Challenge:
Copy every line of the items below unchanged, requests included, but scale each coordinate in the answer outlines by 1.75 and round it to the nearest whole number, with halves rounded up.

Given records:
((

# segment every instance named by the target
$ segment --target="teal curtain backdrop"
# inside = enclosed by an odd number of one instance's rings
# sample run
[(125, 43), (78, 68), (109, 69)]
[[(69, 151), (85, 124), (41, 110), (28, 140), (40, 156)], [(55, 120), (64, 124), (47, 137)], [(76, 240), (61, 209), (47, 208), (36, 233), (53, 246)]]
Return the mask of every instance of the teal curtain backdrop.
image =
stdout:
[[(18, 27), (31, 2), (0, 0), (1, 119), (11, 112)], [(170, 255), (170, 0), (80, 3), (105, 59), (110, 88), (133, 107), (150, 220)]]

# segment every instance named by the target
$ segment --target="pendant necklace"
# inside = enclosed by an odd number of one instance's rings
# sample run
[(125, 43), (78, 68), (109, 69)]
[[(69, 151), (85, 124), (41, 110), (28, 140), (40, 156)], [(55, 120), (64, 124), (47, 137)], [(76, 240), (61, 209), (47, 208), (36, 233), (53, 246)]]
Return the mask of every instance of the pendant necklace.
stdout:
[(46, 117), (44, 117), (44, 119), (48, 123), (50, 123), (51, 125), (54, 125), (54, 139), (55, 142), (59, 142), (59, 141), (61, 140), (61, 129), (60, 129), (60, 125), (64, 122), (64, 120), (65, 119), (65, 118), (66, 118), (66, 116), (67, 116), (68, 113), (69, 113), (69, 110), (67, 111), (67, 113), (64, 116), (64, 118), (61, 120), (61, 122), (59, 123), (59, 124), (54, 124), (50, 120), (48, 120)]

))

Output for this task:
# segment every instance named by the target
$ segment --target="teal curtain backdrop"
# inside = enclosed by an odd number of one instance's rings
# sample run
[(125, 43), (78, 68), (109, 69)]
[[(69, 151), (85, 124), (41, 110), (28, 140), (40, 156)], [(55, 120), (64, 124), (47, 137)], [(76, 240), (61, 209), (47, 208), (36, 233), (53, 246)]]
Return the mask of every instance of the teal curtain backdrop.
image =
stdout:
[[(32, 47), (54, 4), (0, 0), (2, 208), (19, 196)], [(298, 446), (298, 0), (140, 5), (184, 103), (193, 154), (233, 187), (263, 385)]]

# segment every instance named by the target
$ segment --target="pendant necklace"
# inside = enclosed by an odd number of one instance's rings
# sample run
[(125, 43), (78, 68), (109, 69)]
[[(69, 151), (85, 124), (41, 110), (28, 140), (40, 156)], [(55, 120), (64, 124), (47, 137)], [(76, 240), (61, 209), (47, 208), (36, 233), (53, 246)]]
Return the mask of every instance of the pendant necklace.
stdout:
[(81, 205), (77, 205), (77, 208), (84, 215), (88, 215), (89, 219), (95, 219), (95, 243), (96, 249), (103, 249), (103, 247), (107, 245), (107, 226), (105, 226), (105, 219), (112, 214), (112, 210), (114, 208), (114, 207), (116, 207), (116, 203), (117, 203), (119, 198), (121, 198), (121, 193), (117, 194), (117, 198), (112, 203), (112, 207), (107, 210), (107, 214), (103, 215), (103, 217), (95, 217), (88, 210), (84, 210)]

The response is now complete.